■ **Excerpted text**
== Segment start ==
We boarded the bus to take the last journey those chickens would take to the processing plant.

Luckily, we went in by the guest entrance.

Hygiene practices are high on the agenda at Murrarie as well. Once again, we donned outfits including hair nets and boots before entering the plant.

The journey the chickens take goes a bit like this:

  • The chickens arrive and are shackled and placed in a dark environment to calm them before the stunning, pretty much killing the chickens . Not nice but that’s the reality.
  • Chickens are hung and de-feathered by an automative process. It’s hot in here as we watch the plucking machines. Then the bits we don’t eat are removed.
  • The plucked and “tidied up” chicken that looks like the raw, naked chicken we see and buy is then dipped in a cold water bath which is chlorinated. The chlorine is to sanitise. The chickens are in the bath for up to 2 hours, depending on size.
== Segment end ==
■ **What to do**
a) Retype the passage on the chicken processing plant from "We boarded the" to "that’s the reality.".
b) Answer these questions using the passage on the chicken processing plant.
(i) By which entrance did the visitors go in?
(ii) What is the chlorine in the cold water bath for?
(iii) How long do the chickens stay in the bath?

■ **Entries supplied**
== Segment start ==
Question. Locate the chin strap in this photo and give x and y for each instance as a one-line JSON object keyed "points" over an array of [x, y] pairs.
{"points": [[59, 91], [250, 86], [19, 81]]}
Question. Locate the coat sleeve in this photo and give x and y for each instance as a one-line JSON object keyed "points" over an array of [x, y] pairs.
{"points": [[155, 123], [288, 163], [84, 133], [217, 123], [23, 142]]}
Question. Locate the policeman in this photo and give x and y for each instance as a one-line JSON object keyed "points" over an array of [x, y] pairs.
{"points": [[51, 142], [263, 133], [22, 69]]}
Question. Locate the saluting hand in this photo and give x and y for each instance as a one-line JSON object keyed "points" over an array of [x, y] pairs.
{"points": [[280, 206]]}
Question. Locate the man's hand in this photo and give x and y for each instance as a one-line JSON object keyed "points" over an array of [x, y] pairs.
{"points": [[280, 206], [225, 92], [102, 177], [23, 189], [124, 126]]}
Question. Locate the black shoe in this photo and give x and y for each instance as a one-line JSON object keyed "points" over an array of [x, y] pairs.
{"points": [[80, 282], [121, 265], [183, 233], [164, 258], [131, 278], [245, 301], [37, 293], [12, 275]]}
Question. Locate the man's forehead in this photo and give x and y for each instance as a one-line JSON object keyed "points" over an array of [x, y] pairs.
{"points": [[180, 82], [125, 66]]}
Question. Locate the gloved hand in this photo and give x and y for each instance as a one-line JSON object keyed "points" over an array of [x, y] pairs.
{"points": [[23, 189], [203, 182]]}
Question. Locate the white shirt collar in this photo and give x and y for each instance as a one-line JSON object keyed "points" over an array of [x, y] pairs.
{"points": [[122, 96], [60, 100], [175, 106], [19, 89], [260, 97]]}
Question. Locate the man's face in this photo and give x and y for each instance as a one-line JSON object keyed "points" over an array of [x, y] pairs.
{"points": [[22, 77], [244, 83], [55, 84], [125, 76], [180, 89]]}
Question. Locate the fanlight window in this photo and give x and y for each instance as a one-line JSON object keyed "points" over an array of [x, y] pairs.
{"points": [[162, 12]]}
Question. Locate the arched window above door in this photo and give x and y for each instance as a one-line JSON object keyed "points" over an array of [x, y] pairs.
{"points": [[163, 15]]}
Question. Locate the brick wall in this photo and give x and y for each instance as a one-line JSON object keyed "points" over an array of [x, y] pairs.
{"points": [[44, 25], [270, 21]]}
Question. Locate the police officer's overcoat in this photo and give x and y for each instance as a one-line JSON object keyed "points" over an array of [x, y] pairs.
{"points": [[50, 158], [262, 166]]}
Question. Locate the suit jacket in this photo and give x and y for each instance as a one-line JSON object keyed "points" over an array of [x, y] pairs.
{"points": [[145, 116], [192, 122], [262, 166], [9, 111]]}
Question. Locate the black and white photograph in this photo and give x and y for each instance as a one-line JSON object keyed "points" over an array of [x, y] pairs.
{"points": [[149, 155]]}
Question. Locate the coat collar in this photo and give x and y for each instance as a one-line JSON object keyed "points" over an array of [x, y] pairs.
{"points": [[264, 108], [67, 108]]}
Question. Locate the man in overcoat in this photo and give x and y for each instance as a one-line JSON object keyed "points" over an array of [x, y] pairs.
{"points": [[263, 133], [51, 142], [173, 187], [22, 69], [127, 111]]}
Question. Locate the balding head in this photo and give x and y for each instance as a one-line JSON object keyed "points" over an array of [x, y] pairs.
== Segment end ==
■ **Responses per task**
a)
We boarded the bus to take the last journey those chickens would take to the processing plant.

Luckily, we went in by the guest entrance.

Hygiene practices are high on the agenda at Murrarie as well. Once again, we donned outfits including hair nets and boots before entering the plant.

The journey the chickens take goes a bit like this:

  • The chickens arrive and are shackled and placed in a dark environment to calm them before the stunning, pretty much killing the chickens . Not nice but that’s the reality.

b)
(i) The guest entrance.
(ii) To sanitize.
(iii) Up to 2 hours, depending on size.